> [WHAT YOU WILL DO]
1) Write out the part of the UTF-8 patch message below that runs from "[I18n-sig] [PATCH] UTF-8" to "out of it?)".
2) In the UTF-8 patch message below, give every line of the diff that begins with "@@".

> [SOURCE]
--*--

[I18n-sig] [PATCH] UTF-8 decoding: Fix handling of invalid byte sequences
Florian Weimer
fw@deneb.cygnus.argh.org
05 May 2000 18:35:18 +0200
--=-=-=
Could you have a look at the following patch? It fixes a rather
funny scoping problem with the continue statement, which results in
more deterministic handling of invalid sequences. In addition, the
treatment of invalid characters in "replace" mode is improved: now,
an incomplete or otherwise invalid UTF-8 sequence generates exactly
one replacement character. As a result, the Python UTF-8 decoder now
passes Markus Kuhn's UTF-8 stress test. (Shall I make a Python test
out of it?)
If there aren't any objections, I'll forward this patch through the
official channels (if it's still necessary).
--=-=-=
Content-Type: text/x-patch
Content-Disposition: attachment; filename=python-utf8.diff
Index: unicodeobject.c
===================================================================
RCS file: /projects/cvsroot/python/dist/src/Objects/unicodeobject.c,v
retrieving revision 2.18
diff -u -r2.18 unicodeobject.c
--- unicodeobject.c 2000/05/04 15:52:20 2.18
+++ unicodeobject.c 2000/05/05 15:57:53
@@ -534,7 +534,8 @@
#define UTF8_ERROR(details) do { \
if (utf8_decoding_error(&s, &p, errors, details)) \
goto onError; \
- continue; \
+ else \
+ goto nextCharacter; \
} while (0)
PyObject *PyUnicode_DecodeUTF8(const char *s,
@@ -559,7 +560,10 @@
e = s + size;
while (s < e) {
- register Py_UNICODE ch = (unsigned char)*s;
+ register Py_UNICODE ch;
+
+ nextCharacter:
+ ch = (unsigned char)*s;
if (ch < 0x80) {
*p++ = ch;
@@ -583,29 +587,44 @@
break;
case 2:
- if ((s[1] & 0xc0) != 0x80)
+ if ((s[1] & 0xc0) != 0x80) {
UTF8_ERROR("invalid data");
+ }
ch = ((s[0] & 0x1f) << 6) + (s[1] & 0x3f);
- if (ch < 0x80)
+ if (ch < 0x80) {
+ /* Skip rest of this sequence. */
+ s++;
UTF8_ERROR("illegal encoding");
- else
+ } else
*p++ = ch;
break;
case 3:
if ((s[1] & 0xc0) != 0x80 ||
- (s[2] & 0xc0) != 0x80)

--*--

> [INFORMATION SUPPLIED]
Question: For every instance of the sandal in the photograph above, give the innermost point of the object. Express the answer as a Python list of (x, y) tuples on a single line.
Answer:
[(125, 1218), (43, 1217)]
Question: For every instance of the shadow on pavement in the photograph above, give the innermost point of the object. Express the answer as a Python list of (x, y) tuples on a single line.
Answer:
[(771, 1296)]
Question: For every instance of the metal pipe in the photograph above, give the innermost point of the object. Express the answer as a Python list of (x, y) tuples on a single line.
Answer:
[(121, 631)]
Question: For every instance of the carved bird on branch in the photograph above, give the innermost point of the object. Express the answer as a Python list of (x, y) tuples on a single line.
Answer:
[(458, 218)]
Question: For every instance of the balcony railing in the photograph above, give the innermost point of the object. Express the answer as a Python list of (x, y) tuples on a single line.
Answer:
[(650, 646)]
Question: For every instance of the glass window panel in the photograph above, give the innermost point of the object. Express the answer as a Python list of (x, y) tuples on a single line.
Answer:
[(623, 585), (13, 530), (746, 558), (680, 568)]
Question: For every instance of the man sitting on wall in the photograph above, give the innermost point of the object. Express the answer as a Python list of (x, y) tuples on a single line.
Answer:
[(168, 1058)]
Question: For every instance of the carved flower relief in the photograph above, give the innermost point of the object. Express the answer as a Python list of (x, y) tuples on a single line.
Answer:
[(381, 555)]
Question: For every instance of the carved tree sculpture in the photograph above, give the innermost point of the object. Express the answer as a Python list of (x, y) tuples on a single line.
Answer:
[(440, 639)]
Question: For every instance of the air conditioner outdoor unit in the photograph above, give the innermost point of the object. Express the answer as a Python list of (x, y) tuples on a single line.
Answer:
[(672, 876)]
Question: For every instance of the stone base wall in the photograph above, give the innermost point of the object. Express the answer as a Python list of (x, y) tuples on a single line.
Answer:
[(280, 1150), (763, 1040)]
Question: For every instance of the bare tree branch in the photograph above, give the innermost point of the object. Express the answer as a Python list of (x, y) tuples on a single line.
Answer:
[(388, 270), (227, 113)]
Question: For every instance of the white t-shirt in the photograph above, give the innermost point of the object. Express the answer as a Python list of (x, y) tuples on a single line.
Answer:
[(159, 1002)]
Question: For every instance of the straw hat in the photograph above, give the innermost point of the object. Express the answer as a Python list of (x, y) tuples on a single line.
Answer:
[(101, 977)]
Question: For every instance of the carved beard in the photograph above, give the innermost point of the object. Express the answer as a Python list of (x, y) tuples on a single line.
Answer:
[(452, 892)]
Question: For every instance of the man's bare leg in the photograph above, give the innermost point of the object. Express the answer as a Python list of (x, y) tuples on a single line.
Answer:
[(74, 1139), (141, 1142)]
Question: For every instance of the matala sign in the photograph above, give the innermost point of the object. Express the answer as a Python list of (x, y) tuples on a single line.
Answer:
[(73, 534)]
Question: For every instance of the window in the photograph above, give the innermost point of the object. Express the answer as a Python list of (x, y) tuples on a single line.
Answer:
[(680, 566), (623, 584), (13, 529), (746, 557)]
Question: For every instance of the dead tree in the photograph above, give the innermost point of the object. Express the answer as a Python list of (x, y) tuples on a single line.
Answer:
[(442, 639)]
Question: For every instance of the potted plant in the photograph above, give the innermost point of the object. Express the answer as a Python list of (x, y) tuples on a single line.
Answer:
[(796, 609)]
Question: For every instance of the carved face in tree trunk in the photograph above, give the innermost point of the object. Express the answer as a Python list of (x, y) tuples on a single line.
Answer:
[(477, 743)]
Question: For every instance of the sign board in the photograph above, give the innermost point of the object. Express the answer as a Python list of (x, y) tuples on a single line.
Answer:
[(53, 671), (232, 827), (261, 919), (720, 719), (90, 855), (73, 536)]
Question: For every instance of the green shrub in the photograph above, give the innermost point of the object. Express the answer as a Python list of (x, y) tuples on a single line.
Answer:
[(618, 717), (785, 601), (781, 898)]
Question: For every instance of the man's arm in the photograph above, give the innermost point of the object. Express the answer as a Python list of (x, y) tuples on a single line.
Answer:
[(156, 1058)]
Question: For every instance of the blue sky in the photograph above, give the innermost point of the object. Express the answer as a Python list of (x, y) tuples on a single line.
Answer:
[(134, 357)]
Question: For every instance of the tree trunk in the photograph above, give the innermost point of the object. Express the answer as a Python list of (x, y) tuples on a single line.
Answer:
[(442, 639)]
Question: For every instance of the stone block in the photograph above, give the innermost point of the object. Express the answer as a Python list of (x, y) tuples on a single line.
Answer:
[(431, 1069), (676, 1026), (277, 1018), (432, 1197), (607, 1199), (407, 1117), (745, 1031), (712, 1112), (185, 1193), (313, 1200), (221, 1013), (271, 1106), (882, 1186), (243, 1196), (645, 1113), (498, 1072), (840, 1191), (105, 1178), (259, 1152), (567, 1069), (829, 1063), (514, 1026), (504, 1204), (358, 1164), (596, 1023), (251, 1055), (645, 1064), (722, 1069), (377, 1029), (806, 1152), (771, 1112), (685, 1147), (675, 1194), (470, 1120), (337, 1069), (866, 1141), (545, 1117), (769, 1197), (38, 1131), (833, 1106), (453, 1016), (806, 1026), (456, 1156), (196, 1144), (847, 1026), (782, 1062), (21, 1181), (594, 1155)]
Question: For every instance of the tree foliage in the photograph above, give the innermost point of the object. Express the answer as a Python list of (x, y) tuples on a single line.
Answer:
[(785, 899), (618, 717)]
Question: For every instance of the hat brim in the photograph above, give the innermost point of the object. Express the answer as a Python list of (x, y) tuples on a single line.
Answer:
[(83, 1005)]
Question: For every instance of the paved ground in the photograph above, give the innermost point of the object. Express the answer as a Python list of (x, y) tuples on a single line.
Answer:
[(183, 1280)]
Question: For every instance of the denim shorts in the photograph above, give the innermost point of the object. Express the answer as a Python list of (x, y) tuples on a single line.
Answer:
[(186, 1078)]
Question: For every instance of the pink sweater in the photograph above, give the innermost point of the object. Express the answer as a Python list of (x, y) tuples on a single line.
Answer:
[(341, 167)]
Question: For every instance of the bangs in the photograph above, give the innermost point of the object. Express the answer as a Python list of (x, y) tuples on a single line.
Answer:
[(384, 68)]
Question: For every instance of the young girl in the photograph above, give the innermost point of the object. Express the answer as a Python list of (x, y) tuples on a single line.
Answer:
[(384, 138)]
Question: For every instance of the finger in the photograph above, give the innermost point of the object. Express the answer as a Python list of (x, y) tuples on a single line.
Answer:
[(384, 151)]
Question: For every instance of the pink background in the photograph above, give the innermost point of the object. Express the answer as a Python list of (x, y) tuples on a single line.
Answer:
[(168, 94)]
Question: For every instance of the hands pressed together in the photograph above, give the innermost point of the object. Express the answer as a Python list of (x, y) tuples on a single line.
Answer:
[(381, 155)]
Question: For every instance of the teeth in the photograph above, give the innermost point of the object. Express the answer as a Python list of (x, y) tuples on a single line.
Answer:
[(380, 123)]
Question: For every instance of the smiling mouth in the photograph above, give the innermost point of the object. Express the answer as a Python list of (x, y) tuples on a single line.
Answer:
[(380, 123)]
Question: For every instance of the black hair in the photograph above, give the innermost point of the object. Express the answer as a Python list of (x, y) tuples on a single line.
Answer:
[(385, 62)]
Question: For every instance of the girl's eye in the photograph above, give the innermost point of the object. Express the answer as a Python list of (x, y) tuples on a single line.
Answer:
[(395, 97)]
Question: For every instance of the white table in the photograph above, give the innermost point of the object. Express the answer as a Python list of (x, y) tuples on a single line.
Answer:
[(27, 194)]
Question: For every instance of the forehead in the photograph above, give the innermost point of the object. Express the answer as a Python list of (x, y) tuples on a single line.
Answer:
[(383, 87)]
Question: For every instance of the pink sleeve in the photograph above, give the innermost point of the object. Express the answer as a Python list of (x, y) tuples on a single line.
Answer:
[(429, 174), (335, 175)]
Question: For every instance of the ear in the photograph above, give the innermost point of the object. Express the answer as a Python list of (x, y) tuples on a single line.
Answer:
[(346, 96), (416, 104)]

--*--

> [ANSWER SET]
1)
[I18n-sig] [PATCH] UTF-8 decoding: Fix handling of invalid byte sequences
Florian Weimer
fw@deneb.cygnus.argh.org
05 May 2000 18:35:18 +0200
--=-=-=
Could you have a look at the following patch? It fixes a rather
funny scoping problem with the continue statement, which results in
more deterministic handling of invalid sequences. In addition, the
treatment of invalid characters in "replace" mode is improved: now,
an incomplete or otherwise invalid UTF-8 sequence generates exactly
one replacement character. As a result, the Python UTF-8 decoder now
passes Markus Kuhn's UTF-8 stress test. (Shall I make a Python test
out of it?)

2)
@@ -534,7 +534,8 @@
@@ -559,7 +560,10 @@
@@ -583,29 +587,44 @@